• QUELLDOKUMENT:
----

Eines gleich vorweg: Ich bin dagegen. So wie vermutlich etwa 3.099 andere Läuferinnen und Läufer auch, die vergangenen Sonntag im Wiener Prater bei strahlendem Frühlingswetter auf den Stadionparkplatz kamen – und dann von dort aus eine, zwei oder vier Runden liefen. Oder nordisch gingen.

Ich und wir sind dagegen, dass Wiens sympathischster Frühlings-Lauf heuer das letzte Mal stattgefunden haben soll. Denn dieses Präfix, dieses "zum letzten Mal", hatten Martin Mair und sein Team dem Charitylauf heuer gegeben: "Laufen hilft", so die Organisatorinnen und Organisatoren des Wiener Jedermann- (und -frau)-Laufopenings, würde heuer zum letzten Mal stattfinden.

Und das aus einem nachvollziehbaren Grund: Die Veranstaltung ist mittlerweile zu groß. Zu groß, um weiterhin nebenbei Jahr für Jahr aufgezogen und abgewickelt zu werden: Was für andere Veranstalter ein echter Fulltimejob ist, ziehen die "Laufen hilft"-Leute nicht nur ehrenamtlich, sondern eben nebenbei auf. Und durch. "Irgendwann geht das nicht mehr", sagt Martin Mair.

----

• EXTRAHIERTES MATERIAL:
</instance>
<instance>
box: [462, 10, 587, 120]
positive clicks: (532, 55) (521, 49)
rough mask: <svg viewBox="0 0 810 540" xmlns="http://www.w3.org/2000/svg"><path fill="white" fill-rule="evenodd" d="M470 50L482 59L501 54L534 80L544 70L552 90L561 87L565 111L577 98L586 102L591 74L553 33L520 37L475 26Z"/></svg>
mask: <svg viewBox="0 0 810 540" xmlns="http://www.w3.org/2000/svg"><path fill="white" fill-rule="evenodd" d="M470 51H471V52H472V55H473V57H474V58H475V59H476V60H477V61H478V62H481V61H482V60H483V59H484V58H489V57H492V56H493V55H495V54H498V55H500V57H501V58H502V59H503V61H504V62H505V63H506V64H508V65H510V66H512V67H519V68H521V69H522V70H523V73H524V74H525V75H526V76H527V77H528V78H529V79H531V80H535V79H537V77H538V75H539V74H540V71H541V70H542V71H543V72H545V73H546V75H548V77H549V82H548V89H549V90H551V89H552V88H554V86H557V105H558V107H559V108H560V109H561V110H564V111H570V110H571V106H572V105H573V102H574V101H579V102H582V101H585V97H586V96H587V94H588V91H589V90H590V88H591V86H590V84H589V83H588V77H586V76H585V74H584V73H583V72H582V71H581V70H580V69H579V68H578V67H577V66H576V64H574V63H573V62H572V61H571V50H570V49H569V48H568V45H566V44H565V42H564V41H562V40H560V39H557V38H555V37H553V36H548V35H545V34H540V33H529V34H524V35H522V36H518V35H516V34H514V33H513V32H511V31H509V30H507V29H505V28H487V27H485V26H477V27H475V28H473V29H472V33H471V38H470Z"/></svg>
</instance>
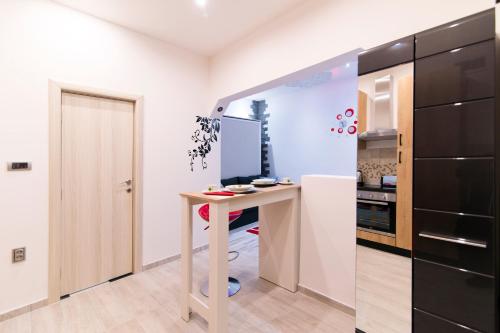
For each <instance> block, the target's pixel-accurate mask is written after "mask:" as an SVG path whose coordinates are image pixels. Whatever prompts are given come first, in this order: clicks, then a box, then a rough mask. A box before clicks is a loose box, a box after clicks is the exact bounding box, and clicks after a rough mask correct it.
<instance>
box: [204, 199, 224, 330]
mask: <svg viewBox="0 0 500 333" xmlns="http://www.w3.org/2000/svg"><path fill="white" fill-rule="evenodd" d="M228 214H229V206H228V204H227V203H210V229H209V230H210V239H209V244H210V245H209V246H210V248H209V255H210V259H209V260H210V272H209V285H208V286H209V303H208V304H209V305H208V311H209V315H208V317H209V320H208V327H209V332H210V333H226V332H227V331H228V321H229V319H228V317H229V314H228V305H229V304H228V297H227V281H228V274H229V273H228V262H227V251H228V241H229V240H228V238H229V221H228Z"/></svg>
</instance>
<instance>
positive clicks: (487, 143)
mask: <svg viewBox="0 0 500 333" xmlns="http://www.w3.org/2000/svg"><path fill="white" fill-rule="evenodd" d="M494 115H495V102H494V99H493V98H491V99H486V100H480V101H474V102H464V103H457V105H455V104H449V105H445V106H438V107H430V108H423V109H418V110H416V111H415V131H414V132H415V151H414V154H415V157H458V156H459V157H474V156H493V151H494V119H495V117H494Z"/></svg>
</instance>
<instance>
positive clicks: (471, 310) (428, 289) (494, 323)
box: [413, 259, 495, 333]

----

• AUFGABE: Schreib einen Abschnitt aus dem Quelldokument wortgetreu ab: Beginne bei der Stelle mit „Und das aus“ und hör nach „sagt Martin Mair.“ auf. Arbeite ausschließlich mit dem Quelldokument.

• ANTWORT:
Und das aus einem nachvollziehbaren Grund: Die Veranstaltung ist mittlerweile zu groß. Zu groß, um weiterhin nebenbei Jahr für Jahr aufgezogen und abgewickelt zu werden: Was für andere Veranstalter ein echter Fulltimejob ist, ziehen die "Laufen hilft"-Leute nicht nur ehrenamtlich, sondern eben nebenbei auf. Und durch. "Irgendwann geht das nicht mehr", sagt Martin Mair.